The DuckDB documentation states that you can create a table starting from a JSON file, with DuckDB automatically constructing the table schema, for instance:
CREATE TABLE todos AS
SELECT * FROM 'todos.json';
But how can I pass JSON as a string?
I have tried:
CREATE TABLE todos AS SELECT * FROM json('[{"familiy": "Mark"}, {"family": "Nej"}]');
But it says:
Catalog Error:
Table Function with name "json" is not in the catalog, a function by this name exists in the json extension, but it's of a different type, namely Macro Function
The use case is that I would like to save data from OpenAlex, for example the list of works of Claudia Goldin, and it would be good to have DuckDB create the schema itself without recurring to manually define a SQLAlchemy ORM table.
json_structure
as structure for from_json
(working in DuckDB 1.2.2)
Thanks to this article from SeaChess, it appeared that asking json_structure
to analyze the items of the JSON array, then passing it to from_json
, will generate a struct with all fields present:
create table todos as
select j.* from (select unnest(from_json('[{"familiy": "Mark"}, {"family": "Nej"}]', json_structure('[{"familiy": "Mark"}, {"family": "Nej"}]'))) j);
select * from todos;
Note that "JSON structure must be a constant!", thus the necessity to pass the JSON string (you cannot call it with a column of an existing table as parameter).
A possibility (used in the aforementioned article) is to put the structure in a variable, which in the final query will be considered as a constant:
create temp table d as select json('[{"familiy": "Mark"}, {"family": "Nej"}]') d;
set variable json_schema = (select json_structure(d) from d);
create table todos as
select j.* from (select unnest(from_json(d, getvariable('json_schema'))) j from d);
select * from todos;
familiy (varchar ) |
family (varchar ) |
---|---|
Mark | NULL |
NULL | Nej |

* **ENTRIES SUPPLIED**:

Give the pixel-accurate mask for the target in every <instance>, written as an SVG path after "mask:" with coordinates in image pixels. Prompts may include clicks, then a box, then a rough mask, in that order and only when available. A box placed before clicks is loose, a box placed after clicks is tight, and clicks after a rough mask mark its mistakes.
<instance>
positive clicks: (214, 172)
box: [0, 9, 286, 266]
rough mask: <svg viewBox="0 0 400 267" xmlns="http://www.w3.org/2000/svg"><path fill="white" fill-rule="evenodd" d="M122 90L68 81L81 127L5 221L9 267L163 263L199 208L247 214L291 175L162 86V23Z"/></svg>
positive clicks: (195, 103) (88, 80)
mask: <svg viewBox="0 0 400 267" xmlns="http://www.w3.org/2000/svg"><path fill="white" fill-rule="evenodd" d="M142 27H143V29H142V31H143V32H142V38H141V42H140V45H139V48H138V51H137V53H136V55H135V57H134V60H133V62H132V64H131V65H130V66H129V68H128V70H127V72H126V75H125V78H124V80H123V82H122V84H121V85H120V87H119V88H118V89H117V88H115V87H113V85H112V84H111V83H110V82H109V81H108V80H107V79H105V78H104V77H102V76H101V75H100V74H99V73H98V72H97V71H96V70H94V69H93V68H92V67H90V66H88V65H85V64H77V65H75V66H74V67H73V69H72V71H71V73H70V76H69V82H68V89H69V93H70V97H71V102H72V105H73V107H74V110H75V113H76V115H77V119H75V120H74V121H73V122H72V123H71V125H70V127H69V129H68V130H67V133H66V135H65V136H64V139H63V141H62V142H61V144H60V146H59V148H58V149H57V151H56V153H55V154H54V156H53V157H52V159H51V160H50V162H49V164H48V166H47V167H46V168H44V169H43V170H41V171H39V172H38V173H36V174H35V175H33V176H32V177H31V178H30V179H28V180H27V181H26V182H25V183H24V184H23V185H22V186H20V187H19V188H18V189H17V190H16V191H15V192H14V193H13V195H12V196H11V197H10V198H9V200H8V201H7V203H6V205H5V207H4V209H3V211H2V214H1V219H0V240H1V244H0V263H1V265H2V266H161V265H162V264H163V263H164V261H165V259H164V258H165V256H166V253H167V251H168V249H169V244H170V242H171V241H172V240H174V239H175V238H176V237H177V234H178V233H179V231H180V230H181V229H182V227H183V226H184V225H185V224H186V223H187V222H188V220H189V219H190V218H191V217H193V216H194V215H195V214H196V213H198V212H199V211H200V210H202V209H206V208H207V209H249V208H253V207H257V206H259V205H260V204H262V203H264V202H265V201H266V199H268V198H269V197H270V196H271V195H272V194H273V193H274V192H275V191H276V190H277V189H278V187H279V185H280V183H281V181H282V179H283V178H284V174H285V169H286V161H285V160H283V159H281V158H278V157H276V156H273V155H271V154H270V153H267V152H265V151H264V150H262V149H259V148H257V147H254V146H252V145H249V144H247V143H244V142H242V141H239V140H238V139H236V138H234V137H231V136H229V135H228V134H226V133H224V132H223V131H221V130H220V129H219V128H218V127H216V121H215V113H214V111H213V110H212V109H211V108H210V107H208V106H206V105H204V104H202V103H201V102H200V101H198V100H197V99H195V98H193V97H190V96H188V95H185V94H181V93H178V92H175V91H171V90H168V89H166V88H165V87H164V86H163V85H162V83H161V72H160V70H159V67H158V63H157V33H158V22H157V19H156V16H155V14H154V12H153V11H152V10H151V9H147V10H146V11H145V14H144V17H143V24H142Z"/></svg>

* **WORK INSTRUCTIONS**:
a - From the DuckDB thread, extract the text from "The DuckDB documentation" up to and including "in DuckDB 1.2.2)".
b - According to the DuckDB thread, which DuckDB version does the json_structure approach work in?
The entries come from a different source than the DuckDB thread.

* **ANSWERS TO THE EXERCISE**:
a -
The DuckDB documentation states that you can create a table starting from a JSON file, with DuckDB automatically constructing the table schema, for instance:
CREATE TABLE todos AS
SELECT * FROM 'todos.json';
But how can I pass JSON as a string?
I have tried:
CREATE TABLE todos AS SELECT * FROM json('[{"familiy": "Mark"}, {"family": "Nej"}]');
But it says:
Catalog Error:
Table Function with name "json" is not in the catalog, a function by this name exists in the json extension, but it's of a different type, namely Macro Function
The use case is that I would like to save data from OpenAlex, for example the list of works of Claudia Goldin, and it would be good to have DuckDB create the schema itself without recurring to manually define a SQLAlchemy ORM table.
json_structure
as structure for from_json
(working in DuckDB 1.2.2)

b - DuckDB 1.2.2.